Source document ->
A Comprehensive Study of Multimodal Large Language Models for Image Quality Assessment
Tianhe Wu, Kede Ma, Jie Liang, Yujiu Yang, Lei Zhang
TL;DR
This work systematically investigates prompting Multimodal Large Language Models (MLLMs) for Image Quality Assessment (IQA) by pairing psychophysics-inspired testing methods with NLP prompting strategies, and introduces a difficult-sample selection procedure using expert IQA models as proxies. It evaluates three open-source and one closed-source MLLM across full-reference and no-reference IQA tasks over multiple visual attributes, revealing that GPT-4V generally provides the strongest alignment with human perception, but struggles with fine-grained color differences and multi-image comparisons. Open-source MLLMs require model-specific prompting to approach IQA performance, and chain-of-thought prompting offers notable gains for GPT-4V, suggesting that IQA benefits from integrating perceptual analysis into broader reasoning tasks. The study highlights the need for prompt optimization and cautious interpretation of open-model capabilities, while proposing a practical sampling framework to efficiently stress-test MLLMs on IQA benchmarks. These findings inform future directions in using MLLMs for interpretable, text-driven IQA and model evaluation.
Abstract
While Multimodal Large Language Models (MLLMs) have experienced significant advancement in visual understanding and reasoning, their potential to serve as powerful, flexible, interpretable, and text-driven models for Image Quality Assessment (IQA) remains largely unexplored. In this paper, we conduct a comprehensive and systematic study of prompting MLLMs for IQA. We first investigate nine prompting systems for MLLMs as the combinations of three standardized testing procedures in psychophysics (i.e., the single-stimulus, double-stimulus, and multiple-stimulus methods) and three popular prompting strategies in natural language processing (i.e., the standard, in-context, and chain-of-thought prompting). We then present a difficult sample selection procedure, taking into account sample diversity and uncertainty, to further challenge MLLMs equipped with the respective optimal prompting systems. We assess three open-source and one closed-source MLLMs on several visual attributes of image quality (e.g., structural and textural distortions, geometric transformations, and color differences) in both full-reference and no-reference scenarios. Experimental results show that only the closed-source GPT-4V provides a reasonable account for human perception of image quality, but is weak at discriminating fine-grained quality variations (e.g., color differences) and at comparing visual quality of multiple images, tasks humans can perform effortlessly.

Required action A ->
According to the paper summary, how many prompting systems for MLLMs does the study investigate?
Required action B ->
List all of the authors named in the paper summary.

Information given ->
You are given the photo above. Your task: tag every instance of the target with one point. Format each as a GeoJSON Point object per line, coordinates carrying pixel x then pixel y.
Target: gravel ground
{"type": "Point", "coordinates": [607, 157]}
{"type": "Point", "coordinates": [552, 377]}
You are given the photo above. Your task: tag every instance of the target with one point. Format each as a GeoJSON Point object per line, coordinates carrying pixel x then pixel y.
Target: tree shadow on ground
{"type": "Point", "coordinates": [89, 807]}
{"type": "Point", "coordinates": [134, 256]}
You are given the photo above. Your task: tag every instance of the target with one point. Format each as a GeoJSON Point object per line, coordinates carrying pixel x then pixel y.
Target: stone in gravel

---

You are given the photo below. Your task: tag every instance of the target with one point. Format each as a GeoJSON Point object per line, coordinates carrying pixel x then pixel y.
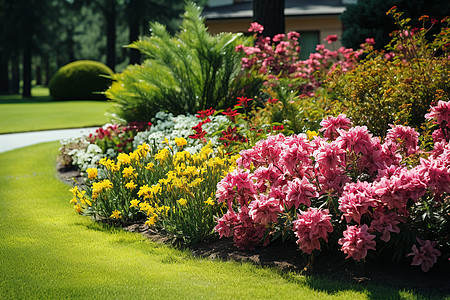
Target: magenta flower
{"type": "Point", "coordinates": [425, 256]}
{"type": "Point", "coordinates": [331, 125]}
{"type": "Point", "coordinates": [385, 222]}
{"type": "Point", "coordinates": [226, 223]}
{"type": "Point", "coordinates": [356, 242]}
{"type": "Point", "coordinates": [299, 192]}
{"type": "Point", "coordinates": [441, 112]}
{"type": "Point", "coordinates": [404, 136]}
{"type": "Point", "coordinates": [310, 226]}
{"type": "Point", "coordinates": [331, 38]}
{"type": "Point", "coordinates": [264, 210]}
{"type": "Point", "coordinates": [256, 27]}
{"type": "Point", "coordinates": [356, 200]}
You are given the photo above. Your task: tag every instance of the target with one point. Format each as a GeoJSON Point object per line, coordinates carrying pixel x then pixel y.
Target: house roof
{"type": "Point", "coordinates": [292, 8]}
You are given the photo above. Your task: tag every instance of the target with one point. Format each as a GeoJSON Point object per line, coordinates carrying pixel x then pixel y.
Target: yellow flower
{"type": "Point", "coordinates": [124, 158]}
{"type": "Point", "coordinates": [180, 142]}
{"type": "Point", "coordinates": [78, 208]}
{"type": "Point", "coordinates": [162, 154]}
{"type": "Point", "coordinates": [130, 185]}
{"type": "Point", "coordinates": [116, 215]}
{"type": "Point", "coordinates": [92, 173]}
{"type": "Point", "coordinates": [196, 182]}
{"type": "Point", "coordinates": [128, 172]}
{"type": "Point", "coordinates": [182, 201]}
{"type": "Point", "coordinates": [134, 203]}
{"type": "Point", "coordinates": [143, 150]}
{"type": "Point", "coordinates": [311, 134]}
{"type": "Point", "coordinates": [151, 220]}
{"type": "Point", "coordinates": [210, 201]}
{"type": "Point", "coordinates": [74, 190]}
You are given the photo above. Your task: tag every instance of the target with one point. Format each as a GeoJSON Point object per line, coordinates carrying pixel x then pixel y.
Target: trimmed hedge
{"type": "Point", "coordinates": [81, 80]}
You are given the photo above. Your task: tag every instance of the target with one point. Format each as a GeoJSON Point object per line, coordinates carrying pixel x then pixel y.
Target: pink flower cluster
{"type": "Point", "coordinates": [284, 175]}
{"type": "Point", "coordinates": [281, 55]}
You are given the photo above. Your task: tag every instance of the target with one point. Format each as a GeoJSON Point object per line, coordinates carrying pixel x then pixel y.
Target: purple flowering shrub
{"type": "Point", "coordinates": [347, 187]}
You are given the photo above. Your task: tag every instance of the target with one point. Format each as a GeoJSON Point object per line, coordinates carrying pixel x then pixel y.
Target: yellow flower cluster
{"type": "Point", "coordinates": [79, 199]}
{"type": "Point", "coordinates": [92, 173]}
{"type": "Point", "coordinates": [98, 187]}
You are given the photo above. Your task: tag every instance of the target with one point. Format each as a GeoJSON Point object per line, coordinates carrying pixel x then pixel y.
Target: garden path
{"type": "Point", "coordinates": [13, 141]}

* * *

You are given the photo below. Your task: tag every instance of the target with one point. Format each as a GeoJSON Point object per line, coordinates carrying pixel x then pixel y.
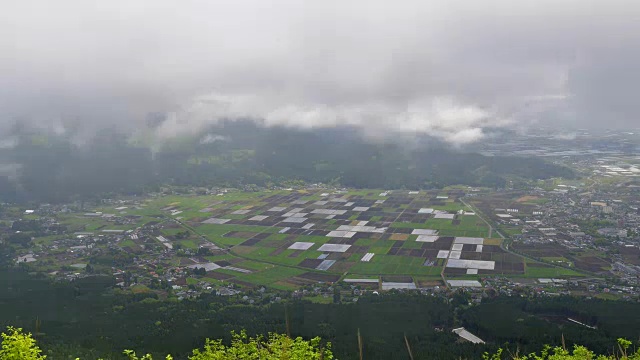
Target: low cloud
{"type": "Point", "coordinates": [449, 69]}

Task answer A ->
Nine.

Task answer B ->
Tianhe Wu, Kede Ma, Jie Liang, Yujiu Yang, Lei Zhang